DIRECTIONS:
Every line from the line containing "Question. For every instance of the knobby" through the final line of the data is to be printed exactly; no other line is to appear.

ENTRIES SUPPLIED:
□ □ □

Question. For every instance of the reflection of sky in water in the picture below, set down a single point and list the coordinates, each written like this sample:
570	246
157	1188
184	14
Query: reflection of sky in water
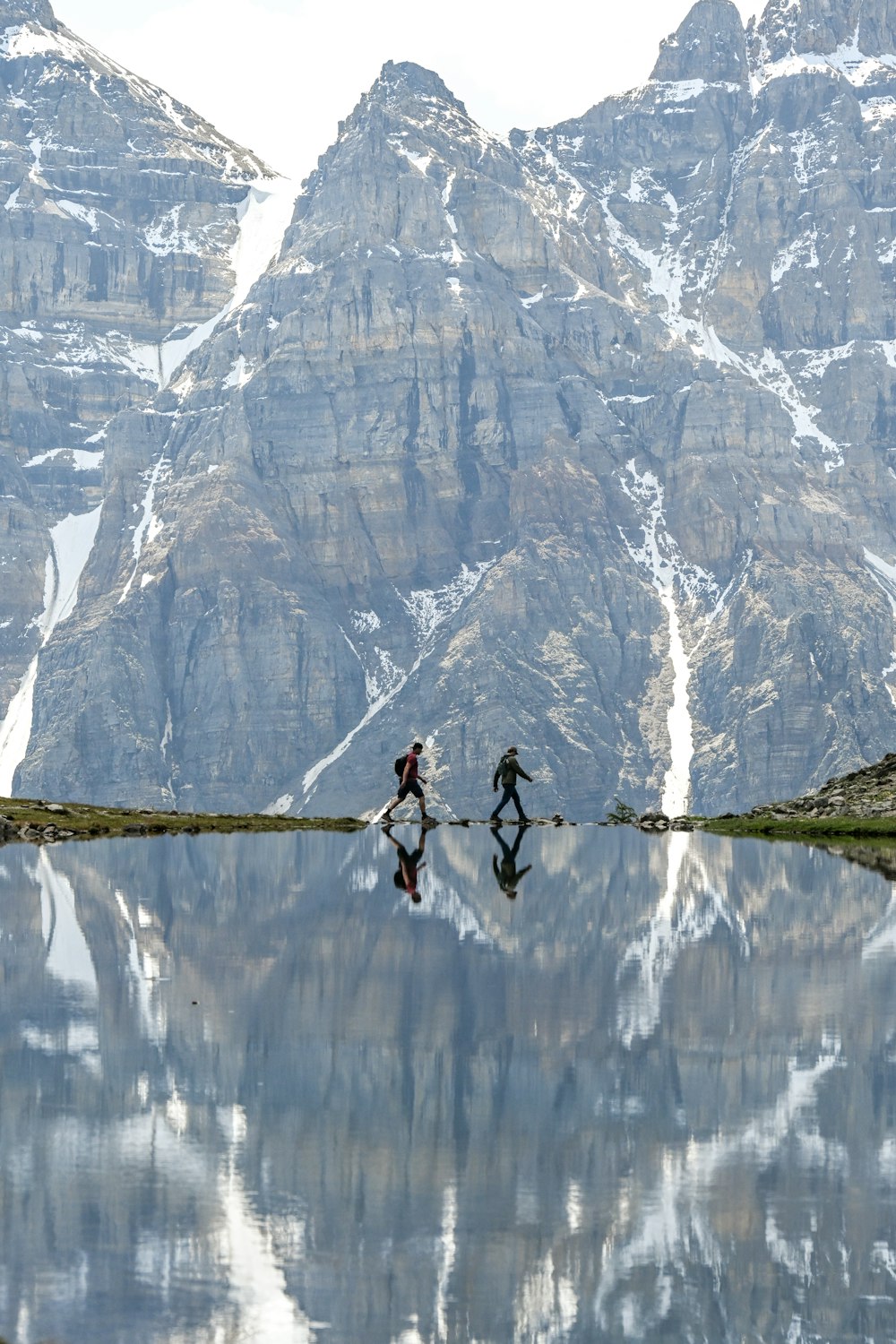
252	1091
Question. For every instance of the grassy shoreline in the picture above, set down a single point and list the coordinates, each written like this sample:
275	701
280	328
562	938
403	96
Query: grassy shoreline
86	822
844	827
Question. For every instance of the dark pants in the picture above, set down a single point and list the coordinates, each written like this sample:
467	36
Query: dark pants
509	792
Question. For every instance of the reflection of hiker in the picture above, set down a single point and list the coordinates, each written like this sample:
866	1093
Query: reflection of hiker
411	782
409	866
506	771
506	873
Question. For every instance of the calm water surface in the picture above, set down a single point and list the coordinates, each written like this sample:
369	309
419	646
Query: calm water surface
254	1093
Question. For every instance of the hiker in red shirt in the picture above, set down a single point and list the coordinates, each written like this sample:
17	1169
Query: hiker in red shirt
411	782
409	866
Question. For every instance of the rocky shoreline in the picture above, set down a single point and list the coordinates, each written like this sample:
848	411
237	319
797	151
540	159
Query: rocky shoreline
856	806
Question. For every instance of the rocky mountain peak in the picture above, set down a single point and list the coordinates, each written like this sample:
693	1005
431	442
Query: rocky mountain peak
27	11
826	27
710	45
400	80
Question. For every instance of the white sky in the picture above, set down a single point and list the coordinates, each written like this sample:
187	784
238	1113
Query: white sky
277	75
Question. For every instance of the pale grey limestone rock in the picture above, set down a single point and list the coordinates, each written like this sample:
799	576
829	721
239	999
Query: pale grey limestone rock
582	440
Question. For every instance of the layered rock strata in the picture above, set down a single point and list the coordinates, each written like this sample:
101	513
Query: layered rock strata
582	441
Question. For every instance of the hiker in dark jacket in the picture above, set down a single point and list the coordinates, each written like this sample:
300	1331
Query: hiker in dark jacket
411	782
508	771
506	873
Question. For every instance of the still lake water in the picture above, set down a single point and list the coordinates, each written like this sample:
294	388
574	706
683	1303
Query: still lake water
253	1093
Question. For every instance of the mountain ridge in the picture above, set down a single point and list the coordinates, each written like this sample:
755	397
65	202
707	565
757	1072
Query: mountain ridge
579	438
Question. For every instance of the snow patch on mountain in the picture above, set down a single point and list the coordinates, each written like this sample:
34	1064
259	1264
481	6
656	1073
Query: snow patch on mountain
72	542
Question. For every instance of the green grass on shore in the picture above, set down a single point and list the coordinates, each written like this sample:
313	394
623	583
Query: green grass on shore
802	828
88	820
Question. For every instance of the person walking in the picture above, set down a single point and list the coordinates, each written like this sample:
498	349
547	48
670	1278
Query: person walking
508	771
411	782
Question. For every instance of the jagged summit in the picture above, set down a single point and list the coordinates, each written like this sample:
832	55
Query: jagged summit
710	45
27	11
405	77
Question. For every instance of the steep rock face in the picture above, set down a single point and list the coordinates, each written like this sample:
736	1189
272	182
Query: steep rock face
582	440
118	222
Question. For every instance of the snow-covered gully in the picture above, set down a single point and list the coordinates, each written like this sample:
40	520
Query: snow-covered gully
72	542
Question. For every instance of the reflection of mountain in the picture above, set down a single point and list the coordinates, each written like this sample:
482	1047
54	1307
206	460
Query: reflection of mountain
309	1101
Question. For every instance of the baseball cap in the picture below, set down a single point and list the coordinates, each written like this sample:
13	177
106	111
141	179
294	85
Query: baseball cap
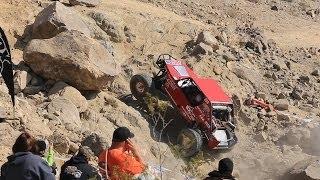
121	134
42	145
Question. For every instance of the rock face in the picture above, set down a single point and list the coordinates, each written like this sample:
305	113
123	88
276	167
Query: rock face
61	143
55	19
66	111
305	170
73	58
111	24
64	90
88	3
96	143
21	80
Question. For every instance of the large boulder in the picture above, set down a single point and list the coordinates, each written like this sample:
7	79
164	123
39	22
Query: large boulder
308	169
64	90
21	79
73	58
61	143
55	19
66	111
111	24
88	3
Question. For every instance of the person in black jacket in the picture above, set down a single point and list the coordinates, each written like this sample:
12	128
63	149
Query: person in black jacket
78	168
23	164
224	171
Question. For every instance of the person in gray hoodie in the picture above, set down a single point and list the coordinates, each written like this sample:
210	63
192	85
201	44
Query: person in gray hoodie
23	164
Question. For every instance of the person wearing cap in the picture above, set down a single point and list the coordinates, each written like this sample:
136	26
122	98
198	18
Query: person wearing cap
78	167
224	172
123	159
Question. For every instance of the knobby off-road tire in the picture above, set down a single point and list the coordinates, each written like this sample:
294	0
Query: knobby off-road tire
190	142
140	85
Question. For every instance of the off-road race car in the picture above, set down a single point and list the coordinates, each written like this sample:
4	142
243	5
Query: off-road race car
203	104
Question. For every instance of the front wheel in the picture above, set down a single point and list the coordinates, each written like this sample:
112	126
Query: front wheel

□ □ □

EXPECTED ANSWER:
Question. For every instance of the knobby off-road tire in the picture above, set down a single point and list the coordinates, each written like this sample:
294	0
Query: knobby off-road tire
190	142
140	85
Question. For every instance of the off-road race car in the picture above, set down a single point and list the coordinates, each written like this sample:
4	142
243	5
Query: off-road race car
203	104
Question. For every instance of the front wheel in the picture above, set down a single point and list the coordinates, each written like this sample:
112	126
Query: front wheel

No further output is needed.